AUFGABE 1 ->
Prüfe, ob die Aussagen (a) bis (c) mit dem vorliegenden Text übereinstimmen, und belege jedes Ja oder Nein mit den entscheidenden Worten des Textes als genauem Zitat.
(a) Der Stil wurde laut Text durchgehend sauber eingehalten.
(b) Die Stelle mit dem Schöpfer soll durch „der Schöpfer über allem Sein“ ersetzt werden.
(c) Die EU-Rente wird im Text als verlässliche Absicherung dargestellt.
AUFGABE 2 ->
Beantworte anhand des vorliegenden Textes die Fragen (a) bis (c) jeweils kurz in einer eigenen Zeile.
(a) An welchen Stellen wurde der Stil nicht umgesetzt?
(b) Welche Frage folgt auf die Bemerkung zum Stil?
(c) Welcher Satz wird als Lieblingssatz genannt?
AUFGABE 3 ->
Bitte schreib aus dem vorliegenden Text den Abschnitt von „Mein Lieblingssatz, weil“ bis einschließlich „ich irgendwie geschafft...)“ wortgetreu ab.

VORLIEGENDER TEXT ->

Ich stimme dir zu, dass ich den Stil nicht sauber durchgehalten habe. An Stellen, wo mir auch nach 6 Jahren die Distanz fehlt, habe ich es nicht umgesetzt.

Ob ich IHM, meinem Kopfmenschen damit gerecht wurde?

Mein Lieblingssatz, weil in dieser Szene das ganze JA zu seinem JA und mein JA zu seiner Entscheidung lag:

Der Kopfmann legte seinen Kopf in den Bauch seiner Bauchfrau.....
Danke für die Anregungen zu den "unverständlichen Stellen":
1. Den Schöpfer über den Menschen beraube ich seiner Menschen und ersetze die Stelle mit "der Schöpfer über allem Sein".
2. "seine die Sorge über das Weiterkommen" bedeutet schlicht und ergreifend: wird Femi ohne sein fettes Gehalt (EU-Rente kannst du vergessen, wenn man so jung stirbt)die Kinder satt bekommen und ihnen das Dach über dem Kopf erhalten können? (Ja, hab ich irgendwie geschafft...)

ANGABEN ->

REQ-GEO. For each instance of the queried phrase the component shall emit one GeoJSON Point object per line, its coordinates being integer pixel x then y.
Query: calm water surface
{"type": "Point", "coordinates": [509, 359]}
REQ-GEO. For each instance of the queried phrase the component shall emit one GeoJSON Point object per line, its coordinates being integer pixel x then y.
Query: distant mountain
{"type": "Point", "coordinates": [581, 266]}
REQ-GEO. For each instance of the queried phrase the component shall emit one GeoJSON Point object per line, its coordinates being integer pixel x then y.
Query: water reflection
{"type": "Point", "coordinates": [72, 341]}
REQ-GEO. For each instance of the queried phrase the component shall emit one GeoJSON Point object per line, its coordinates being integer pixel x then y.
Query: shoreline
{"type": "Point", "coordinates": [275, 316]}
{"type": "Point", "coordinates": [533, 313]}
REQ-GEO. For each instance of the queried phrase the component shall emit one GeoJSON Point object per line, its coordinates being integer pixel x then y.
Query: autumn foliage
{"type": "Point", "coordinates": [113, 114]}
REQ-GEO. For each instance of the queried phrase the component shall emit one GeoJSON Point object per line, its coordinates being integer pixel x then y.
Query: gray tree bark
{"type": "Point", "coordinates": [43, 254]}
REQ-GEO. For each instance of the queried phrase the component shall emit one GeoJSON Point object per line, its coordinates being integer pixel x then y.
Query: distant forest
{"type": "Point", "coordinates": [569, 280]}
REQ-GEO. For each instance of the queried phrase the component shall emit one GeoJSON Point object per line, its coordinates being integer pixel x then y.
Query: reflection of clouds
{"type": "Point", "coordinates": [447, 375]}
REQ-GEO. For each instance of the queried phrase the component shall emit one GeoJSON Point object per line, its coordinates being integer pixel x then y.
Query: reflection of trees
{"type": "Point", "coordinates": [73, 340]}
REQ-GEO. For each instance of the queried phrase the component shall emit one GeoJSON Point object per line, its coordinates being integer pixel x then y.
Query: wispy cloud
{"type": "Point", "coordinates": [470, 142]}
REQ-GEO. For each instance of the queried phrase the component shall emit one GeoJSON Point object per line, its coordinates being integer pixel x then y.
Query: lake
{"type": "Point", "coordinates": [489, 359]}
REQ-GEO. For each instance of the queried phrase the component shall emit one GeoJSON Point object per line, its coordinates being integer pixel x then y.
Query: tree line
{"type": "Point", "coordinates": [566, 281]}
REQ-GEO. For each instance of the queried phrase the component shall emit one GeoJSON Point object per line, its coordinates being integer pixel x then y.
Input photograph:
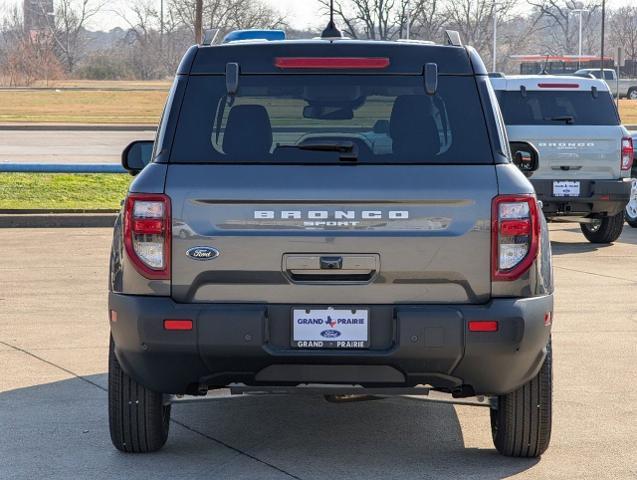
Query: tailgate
{"type": "Point", "coordinates": [332, 234]}
{"type": "Point", "coordinates": [572, 152]}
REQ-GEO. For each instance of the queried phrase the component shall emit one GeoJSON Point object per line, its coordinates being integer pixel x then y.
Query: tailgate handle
{"type": "Point", "coordinates": [331, 263]}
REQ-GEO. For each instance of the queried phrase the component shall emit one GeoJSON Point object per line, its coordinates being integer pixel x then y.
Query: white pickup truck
{"type": "Point", "coordinates": [627, 86]}
{"type": "Point", "coordinates": [586, 155]}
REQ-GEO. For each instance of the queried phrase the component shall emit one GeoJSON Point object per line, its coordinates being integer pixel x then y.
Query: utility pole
{"type": "Point", "coordinates": [408, 18]}
{"type": "Point", "coordinates": [579, 56]}
{"type": "Point", "coordinates": [495, 35]}
{"type": "Point", "coordinates": [601, 68]}
{"type": "Point", "coordinates": [161, 28]}
{"type": "Point", "coordinates": [198, 20]}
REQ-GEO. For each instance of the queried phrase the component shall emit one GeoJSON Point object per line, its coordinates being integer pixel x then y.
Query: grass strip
{"type": "Point", "coordinates": [62, 191]}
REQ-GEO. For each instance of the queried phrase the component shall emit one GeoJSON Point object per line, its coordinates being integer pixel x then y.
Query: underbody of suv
{"type": "Point", "coordinates": [331, 213]}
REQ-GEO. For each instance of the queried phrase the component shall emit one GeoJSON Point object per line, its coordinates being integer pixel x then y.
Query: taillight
{"type": "Point", "coordinates": [332, 63]}
{"type": "Point", "coordinates": [627, 153]}
{"type": "Point", "coordinates": [515, 235]}
{"type": "Point", "coordinates": [147, 234]}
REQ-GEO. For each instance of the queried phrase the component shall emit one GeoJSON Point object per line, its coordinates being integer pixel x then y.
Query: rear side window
{"type": "Point", "coordinates": [324, 118]}
{"type": "Point", "coordinates": [557, 108]}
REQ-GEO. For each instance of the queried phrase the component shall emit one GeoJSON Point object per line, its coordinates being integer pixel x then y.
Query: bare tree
{"type": "Point", "coordinates": [426, 19]}
{"type": "Point", "coordinates": [67, 27]}
{"type": "Point", "coordinates": [25, 56]}
{"type": "Point", "coordinates": [142, 39]}
{"type": "Point", "coordinates": [474, 20]}
{"type": "Point", "coordinates": [560, 24]}
{"type": "Point", "coordinates": [371, 19]}
{"type": "Point", "coordinates": [623, 23]}
{"type": "Point", "coordinates": [227, 14]}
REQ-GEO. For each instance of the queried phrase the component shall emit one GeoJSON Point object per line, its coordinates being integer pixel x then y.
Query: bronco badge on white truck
{"type": "Point", "coordinates": [318, 215]}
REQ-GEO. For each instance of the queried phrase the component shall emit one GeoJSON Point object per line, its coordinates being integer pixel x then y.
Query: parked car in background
{"type": "Point", "coordinates": [586, 154]}
{"type": "Point", "coordinates": [627, 86]}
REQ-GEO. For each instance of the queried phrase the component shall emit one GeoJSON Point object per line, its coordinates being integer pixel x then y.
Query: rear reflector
{"type": "Point", "coordinates": [483, 326]}
{"type": "Point", "coordinates": [558, 85]}
{"type": "Point", "coordinates": [177, 324]}
{"type": "Point", "coordinates": [548, 319]}
{"type": "Point", "coordinates": [332, 63]}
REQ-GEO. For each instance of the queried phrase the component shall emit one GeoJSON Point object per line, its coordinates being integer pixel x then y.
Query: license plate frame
{"type": "Point", "coordinates": [330, 328]}
{"type": "Point", "coordinates": [566, 188]}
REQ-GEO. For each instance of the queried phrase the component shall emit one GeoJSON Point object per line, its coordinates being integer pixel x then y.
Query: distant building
{"type": "Point", "coordinates": [38, 16]}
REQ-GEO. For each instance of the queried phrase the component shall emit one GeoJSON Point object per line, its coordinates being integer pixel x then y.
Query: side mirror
{"type": "Point", "coordinates": [525, 157]}
{"type": "Point", "coordinates": [137, 155]}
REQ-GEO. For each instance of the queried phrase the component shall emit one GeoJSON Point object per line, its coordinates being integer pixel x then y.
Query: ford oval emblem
{"type": "Point", "coordinates": [330, 333]}
{"type": "Point", "coordinates": [202, 253]}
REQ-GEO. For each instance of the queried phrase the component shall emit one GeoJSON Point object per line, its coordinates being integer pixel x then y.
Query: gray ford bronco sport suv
{"type": "Point", "coordinates": [336, 216]}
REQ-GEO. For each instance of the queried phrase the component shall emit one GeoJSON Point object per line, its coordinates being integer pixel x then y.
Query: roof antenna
{"type": "Point", "coordinates": [331, 31]}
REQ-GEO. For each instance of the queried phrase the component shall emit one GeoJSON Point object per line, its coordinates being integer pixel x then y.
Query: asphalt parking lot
{"type": "Point", "coordinates": [66, 146]}
{"type": "Point", "coordinates": [53, 351]}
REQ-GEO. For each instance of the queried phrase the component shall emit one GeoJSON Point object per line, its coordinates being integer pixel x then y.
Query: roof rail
{"type": "Point", "coordinates": [453, 38]}
{"type": "Point", "coordinates": [415, 41]}
{"type": "Point", "coordinates": [254, 34]}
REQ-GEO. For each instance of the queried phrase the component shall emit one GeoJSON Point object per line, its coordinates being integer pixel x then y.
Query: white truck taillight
{"type": "Point", "coordinates": [515, 235]}
{"type": "Point", "coordinates": [147, 234]}
{"type": "Point", "coordinates": [627, 153]}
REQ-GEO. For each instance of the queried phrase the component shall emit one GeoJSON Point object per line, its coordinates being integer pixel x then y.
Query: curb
{"type": "Point", "coordinates": [72, 127]}
{"type": "Point", "coordinates": [61, 220]}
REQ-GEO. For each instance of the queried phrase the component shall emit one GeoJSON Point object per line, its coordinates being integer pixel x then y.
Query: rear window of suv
{"type": "Point", "coordinates": [557, 108]}
{"type": "Point", "coordinates": [331, 118]}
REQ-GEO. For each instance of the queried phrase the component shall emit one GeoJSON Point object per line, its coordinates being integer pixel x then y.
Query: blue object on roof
{"type": "Point", "coordinates": [270, 35]}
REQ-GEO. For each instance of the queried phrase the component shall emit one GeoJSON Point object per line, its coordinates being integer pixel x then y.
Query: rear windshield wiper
{"type": "Point", "coordinates": [348, 150]}
{"type": "Point", "coordinates": [568, 119]}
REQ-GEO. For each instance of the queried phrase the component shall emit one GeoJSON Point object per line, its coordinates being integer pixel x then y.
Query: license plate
{"type": "Point", "coordinates": [330, 328]}
{"type": "Point", "coordinates": [566, 188]}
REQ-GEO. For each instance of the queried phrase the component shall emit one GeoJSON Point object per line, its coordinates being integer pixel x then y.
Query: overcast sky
{"type": "Point", "coordinates": [301, 13]}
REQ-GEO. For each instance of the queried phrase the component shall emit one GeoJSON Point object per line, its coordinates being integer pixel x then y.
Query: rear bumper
{"type": "Point", "coordinates": [606, 197]}
{"type": "Point", "coordinates": [410, 345]}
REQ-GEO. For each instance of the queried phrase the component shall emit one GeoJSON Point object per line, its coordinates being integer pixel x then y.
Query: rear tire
{"type": "Point", "coordinates": [138, 417]}
{"type": "Point", "coordinates": [521, 426]}
{"type": "Point", "coordinates": [607, 230]}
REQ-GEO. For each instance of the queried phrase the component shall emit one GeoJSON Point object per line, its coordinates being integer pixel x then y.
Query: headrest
{"type": "Point", "coordinates": [248, 132]}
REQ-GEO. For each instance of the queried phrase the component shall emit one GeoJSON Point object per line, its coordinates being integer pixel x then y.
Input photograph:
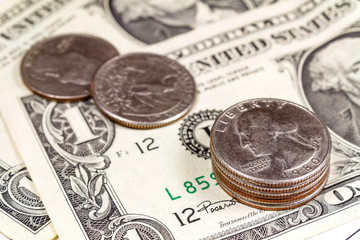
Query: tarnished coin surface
{"type": "Point", "coordinates": [272, 194]}
{"type": "Point", "coordinates": [270, 142]}
{"type": "Point", "coordinates": [62, 67]}
{"type": "Point", "coordinates": [268, 192]}
{"type": "Point", "coordinates": [274, 205]}
{"type": "Point", "coordinates": [143, 90]}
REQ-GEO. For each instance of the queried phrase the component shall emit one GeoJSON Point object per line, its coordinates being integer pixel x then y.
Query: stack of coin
{"type": "Point", "coordinates": [270, 153]}
{"type": "Point", "coordinates": [139, 90]}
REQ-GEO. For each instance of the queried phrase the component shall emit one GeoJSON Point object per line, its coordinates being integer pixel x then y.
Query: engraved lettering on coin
{"type": "Point", "coordinates": [268, 140]}
{"type": "Point", "coordinates": [143, 90]}
{"type": "Point", "coordinates": [61, 67]}
{"type": "Point", "coordinates": [331, 85]}
{"type": "Point", "coordinates": [276, 145]}
{"type": "Point", "coordinates": [195, 132]}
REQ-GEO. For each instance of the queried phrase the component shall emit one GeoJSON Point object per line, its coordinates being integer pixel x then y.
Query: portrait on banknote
{"type": "Point", "coordinates": [157, 20]}
{"type": "Point", "coordinates": [330, 76]}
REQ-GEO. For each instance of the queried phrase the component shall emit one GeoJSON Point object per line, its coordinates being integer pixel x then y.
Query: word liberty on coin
{"type": "Point", "coordinates": [270, 153]}
{"type": "Point", "coordinates": [61, 67]}
{"type": "Point", "coordinates": [143, 90]}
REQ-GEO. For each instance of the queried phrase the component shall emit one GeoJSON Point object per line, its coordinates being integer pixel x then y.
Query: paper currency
{"type": "Point", "coordinates": [22, 214]}
{"type": "Point", "coordinates": [23, 23]}
{"type": "Point", "coordinates": [155, 21]}
{"type": "Point", "coordinates": [119, 182]}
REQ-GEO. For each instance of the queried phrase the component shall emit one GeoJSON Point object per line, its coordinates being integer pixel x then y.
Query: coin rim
{"type": "Point", "coordinates": [24, 75]}
{"type": "Point", "coordinates": [277, 182]}
{"type": "Point", "coordinates": [142, 124]}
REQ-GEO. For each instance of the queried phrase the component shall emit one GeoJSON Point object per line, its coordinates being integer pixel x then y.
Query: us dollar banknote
{"type": "Point", "coordinates": [100, 180]}
{"type": "Point", "coordinates": [22, 213]}
{"type": "Point", "coordinates": [22, 24]}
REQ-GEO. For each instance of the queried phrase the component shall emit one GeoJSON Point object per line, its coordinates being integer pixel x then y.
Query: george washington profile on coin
{"type": "Point", "coordinates": [278, 142]}
{"type": "Point", "coordinates": [266, 140]}
{"type": "Point", "coordinates": [61, 67]}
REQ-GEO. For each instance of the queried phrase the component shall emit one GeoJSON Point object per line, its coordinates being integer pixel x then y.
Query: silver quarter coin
{"type": "Point", "coordinates": [143, 90]}
{"type": "Point", "coordinates": [270, 142]}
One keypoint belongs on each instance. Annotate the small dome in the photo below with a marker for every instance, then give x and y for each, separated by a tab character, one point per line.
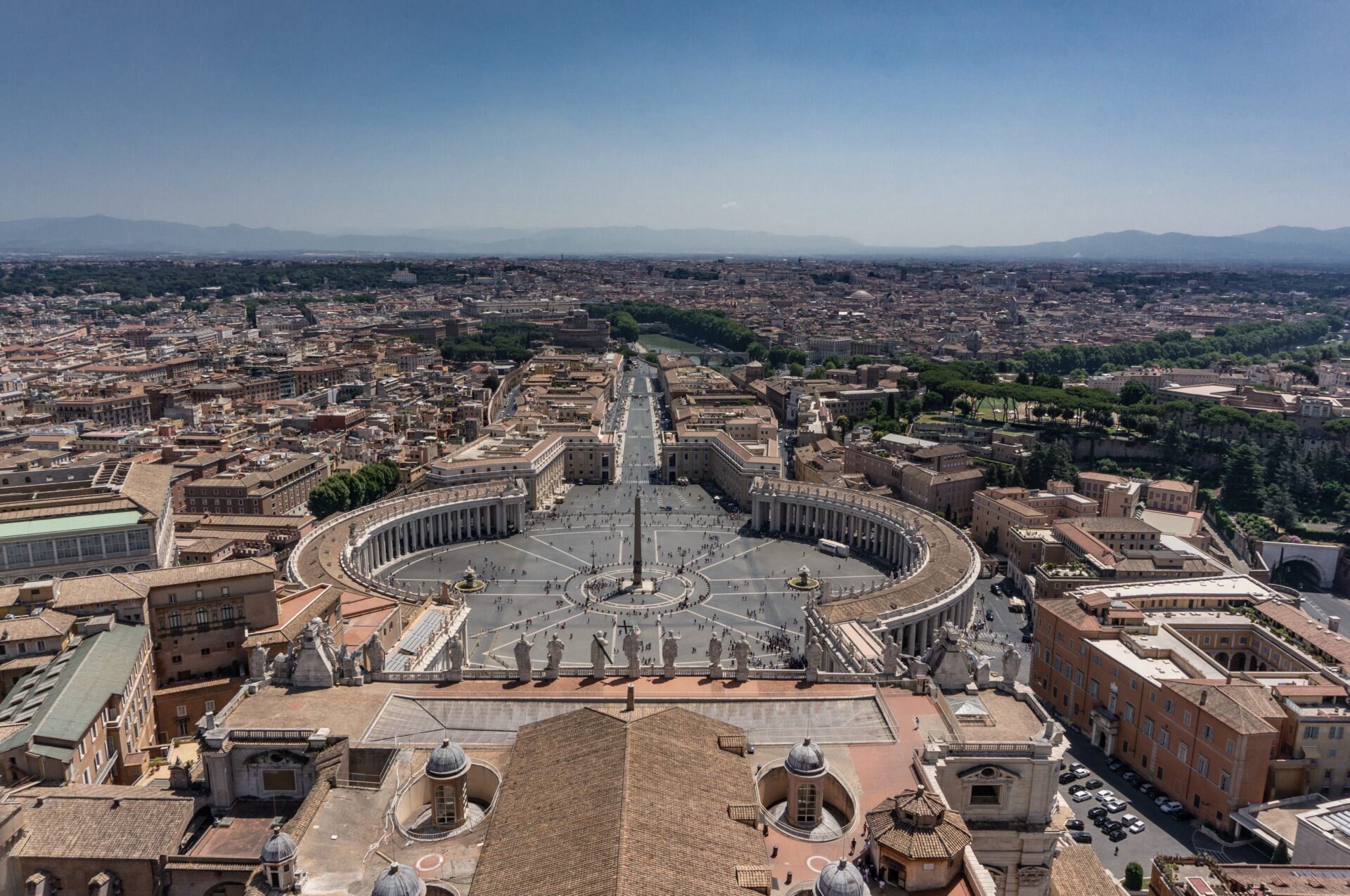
399	880
278	848
446	760
805	759
842	878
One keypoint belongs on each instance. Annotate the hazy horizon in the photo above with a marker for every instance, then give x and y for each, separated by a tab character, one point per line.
893	124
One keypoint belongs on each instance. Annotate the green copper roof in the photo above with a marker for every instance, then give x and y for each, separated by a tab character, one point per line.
65	525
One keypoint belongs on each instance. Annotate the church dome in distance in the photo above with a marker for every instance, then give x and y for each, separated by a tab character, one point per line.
840	878
805	759
399	880
278	848
446	760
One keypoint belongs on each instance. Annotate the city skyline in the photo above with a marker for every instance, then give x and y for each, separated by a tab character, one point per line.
892	126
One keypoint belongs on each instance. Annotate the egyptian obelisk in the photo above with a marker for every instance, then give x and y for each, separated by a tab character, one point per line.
638	541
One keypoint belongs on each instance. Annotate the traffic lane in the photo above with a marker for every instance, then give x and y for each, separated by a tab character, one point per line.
1163	834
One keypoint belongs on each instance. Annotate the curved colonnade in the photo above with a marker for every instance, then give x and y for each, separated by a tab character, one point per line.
936	564
350	550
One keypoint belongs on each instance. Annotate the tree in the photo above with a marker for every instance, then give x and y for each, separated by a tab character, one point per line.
1133	391
1242	476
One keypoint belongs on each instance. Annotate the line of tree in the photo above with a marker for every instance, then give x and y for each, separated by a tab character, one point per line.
1179	349
697	325
347	491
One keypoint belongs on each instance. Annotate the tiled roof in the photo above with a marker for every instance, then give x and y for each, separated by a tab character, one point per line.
1078	872
103	822
597	805
899	824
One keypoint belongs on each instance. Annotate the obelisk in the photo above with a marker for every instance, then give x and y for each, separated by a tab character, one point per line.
638	541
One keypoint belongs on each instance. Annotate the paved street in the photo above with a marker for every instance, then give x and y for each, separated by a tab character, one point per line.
1162	836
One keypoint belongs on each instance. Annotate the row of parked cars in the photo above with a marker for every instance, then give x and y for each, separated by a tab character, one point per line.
1112	805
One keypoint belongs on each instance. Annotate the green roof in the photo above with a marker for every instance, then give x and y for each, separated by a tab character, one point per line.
73	689
64	525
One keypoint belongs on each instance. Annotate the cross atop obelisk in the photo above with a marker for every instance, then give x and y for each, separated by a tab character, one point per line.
638	540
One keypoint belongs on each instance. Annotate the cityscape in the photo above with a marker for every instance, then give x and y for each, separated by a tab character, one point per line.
647	520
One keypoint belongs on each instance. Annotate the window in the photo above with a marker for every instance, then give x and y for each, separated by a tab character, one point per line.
986	795
806	805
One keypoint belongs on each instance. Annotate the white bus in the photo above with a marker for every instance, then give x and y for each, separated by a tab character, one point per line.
833	548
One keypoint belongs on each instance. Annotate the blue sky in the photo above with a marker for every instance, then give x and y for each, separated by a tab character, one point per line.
894	123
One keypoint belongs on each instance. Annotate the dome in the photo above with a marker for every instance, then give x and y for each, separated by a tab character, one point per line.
278	848
446	760
805	759
842	878
399	880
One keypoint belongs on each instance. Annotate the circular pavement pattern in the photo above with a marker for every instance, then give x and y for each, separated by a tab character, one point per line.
567	573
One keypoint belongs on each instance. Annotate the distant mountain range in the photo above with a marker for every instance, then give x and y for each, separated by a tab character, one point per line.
103	235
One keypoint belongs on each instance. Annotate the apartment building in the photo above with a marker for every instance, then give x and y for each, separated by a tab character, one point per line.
996	510
1209	703
115	517
266	485
85	715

ANTWORTFELD 1 ->
(a) Nein: „dass ich den Stil nicht sauber durchgehalten habe“
(b) Ja: „ersetze die Stelle mit "der Schöpfer über allem Sein"“
(c) Nein: „EU-Rente kannst du vergessen, wenn man so jung stirbt“

ANTWORTFELD 2 ->
(a) An Stellen, wo auch nach 6 Jahren die Distanz fehlt.
(b) Ob ich IHM, meinem Kopfmenschen damit gerecht wurde?
(c) Der Kopfmann legte seinen Kopf in den Bauch seiner Bauchfrau.

ANTWORTFELD 3 ->
Mein Lieblingssatz, weil in dieser Szene das ganze JA zu seinem JA und mein JA zu seiner Entscheidung lag:

Der Kopfmann legte seinen Kopf in den Bauch seiner Bauchfrau.....
Danke für die Anregungen zu den "unverständlichen Stellen":
1. Den Schöpfer über den Menschen beraube ich seiner Menschen und ersetze die Stelle mit "der Schöpfer über allem Sein".
2. "seine die Sorge über das Weiterkommen" bedeutet schlicht und ergreifend: wird Femi ohne sein fettes Gehalt (EU-Rente kannst du vergessen, wenn man so jung stirbt)die Kinder satt bekommen und ihnen das Dach über dem Kopf erhalten können? (Ja, hab ich irgendwie geschafft...)